Exercícios propostos:
1. Segundo o trecho sobre a clonagem terapêutica, por que a proibição de produzir embriões especificamente para pesquisa ou tratamento não oferece, por enquanto, maiores problemas?
2. Continue, por favor, o trecho sobre a clonagem terapêutica a partir da última frase apresentada.

Trecho fornecido:

Se for de fato essa a posição do Senado, estará configurado um avanço
em relação ao projeto de lei tal como
saiu da Câmara dos Deputados, que,
na prática, vetava a clonagem terapêutica. Mas uma eventual modificação pelos senadores levaria o texto de
volta à Câmara, onde é especialmente forte a influência do lobby evangélico-católico, responsável pela primeira vitória do obscurantismo.
Vale notar que mesmo a proposta
em cogitação no Senado está longe
de poder ser considerada uma lei
avançada. Ela apenas evitaria que o
Brasil fosse condenado a um atraso
científico do qual seria difícil se recuperar. O projeto autoriza cientistas a
pesquisar sem entretanto dar-lhes as
condições ideais para fazê-lo.
Na verdade, os senadores apenas
impediriam que se consumasse o absurdo maior, que seria deixar de utilizar, em pesquisas com potencial para salvar inúmeras vidas, embriões
-na verdade blastocistos, isto é,
emaranhados de uma centena de células- que sobraram de tratamentos de fertilização e que nunca seriam implantados num útero para
originar uma gravidez.
Outra falha na proposta em debate
no Senado é que ela proibiria a produção de embriões especificamente
para a pesquisa ou tratamento. Por
enquanto essa limitação não oferece
maiores problemas. Enquanto as investigações no campo das células-tronco são incipientes, experimentos
podem ser realizados com umas
poucas linhagens. No futuro, porém, se surgirem os resultados esperados, o veto à geração de embriões
retiraria da clonagem terapêutica
uma grande vantagem, que é a capacidade de produzir células a partir do
DNA do próprio paciente, o que eliminaria completamente, acredita-se,
o fenômeno da rejeição.

(Entradas do conjunto de dados)
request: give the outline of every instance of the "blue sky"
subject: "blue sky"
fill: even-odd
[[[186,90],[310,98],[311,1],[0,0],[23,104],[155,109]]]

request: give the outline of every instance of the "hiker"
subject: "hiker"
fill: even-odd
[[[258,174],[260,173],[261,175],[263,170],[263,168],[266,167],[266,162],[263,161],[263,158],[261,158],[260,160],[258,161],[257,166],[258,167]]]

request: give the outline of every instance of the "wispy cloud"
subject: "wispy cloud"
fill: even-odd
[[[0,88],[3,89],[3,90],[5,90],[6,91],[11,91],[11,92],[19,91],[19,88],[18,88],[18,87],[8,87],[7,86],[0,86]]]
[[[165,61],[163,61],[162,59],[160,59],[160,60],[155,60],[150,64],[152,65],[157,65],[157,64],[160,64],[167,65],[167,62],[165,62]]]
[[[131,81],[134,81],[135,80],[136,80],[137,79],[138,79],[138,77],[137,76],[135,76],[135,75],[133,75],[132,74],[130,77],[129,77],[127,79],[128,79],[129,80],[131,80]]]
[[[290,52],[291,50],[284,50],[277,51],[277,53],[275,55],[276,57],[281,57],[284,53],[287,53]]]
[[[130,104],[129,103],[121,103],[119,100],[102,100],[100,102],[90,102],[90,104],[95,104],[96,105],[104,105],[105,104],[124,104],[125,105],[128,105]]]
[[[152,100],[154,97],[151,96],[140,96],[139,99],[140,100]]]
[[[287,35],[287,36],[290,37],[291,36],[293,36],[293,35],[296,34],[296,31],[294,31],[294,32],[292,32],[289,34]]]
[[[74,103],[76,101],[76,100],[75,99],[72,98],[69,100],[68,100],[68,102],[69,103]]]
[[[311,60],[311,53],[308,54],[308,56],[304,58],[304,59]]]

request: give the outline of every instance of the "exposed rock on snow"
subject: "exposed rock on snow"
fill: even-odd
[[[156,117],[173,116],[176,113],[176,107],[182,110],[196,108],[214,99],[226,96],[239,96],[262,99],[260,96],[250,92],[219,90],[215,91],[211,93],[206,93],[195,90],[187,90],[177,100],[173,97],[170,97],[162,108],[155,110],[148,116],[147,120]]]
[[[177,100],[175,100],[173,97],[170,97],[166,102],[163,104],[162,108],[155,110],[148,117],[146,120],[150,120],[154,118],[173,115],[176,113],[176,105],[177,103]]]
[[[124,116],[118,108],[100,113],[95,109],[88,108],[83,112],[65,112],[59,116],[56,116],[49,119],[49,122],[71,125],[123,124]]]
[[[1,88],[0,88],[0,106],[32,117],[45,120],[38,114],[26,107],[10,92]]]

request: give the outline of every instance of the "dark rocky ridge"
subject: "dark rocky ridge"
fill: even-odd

Respostas por tarefa:
1. Porque as investigações no campo das células-tronco ainda são incipientes, e os experimentos podem ser realizados com umas poucas linhagens.

2.
O lobby evangélico-católico que se
opõe à clonagem terapêutica merece,
no que toca às suas crenças, profundo respeito, mas isso não significa
que seus valores devam ditar as regras de uma República pluralista, laica e que valoriza a vida efetiva, atual,
mais do que a mera possibilidade de
vida contida num blastocisto -que,
de resto, se encontra não numa
trompa ou num útero, mas num tubo de ensaio, sem a menor possibilidade, portanto, de dar origem a um
feto. Além disso, só se submeteriam
a um tratamento que envolva células-tronco obtidas a partir de embriões
pessoas que não fizessem objeções
morais a essa técnica, o que basta para preservar os direitos daqueles que
não a admitem.
Viver numa sociedade multifacetada e complexa como a brasileira é administrar conflitos. Todos têm direito a suas crenças, mas as crenças de
alguns não podem condenar o país
ao atraso em áreas tão relevantes como a clonagem terapêutica.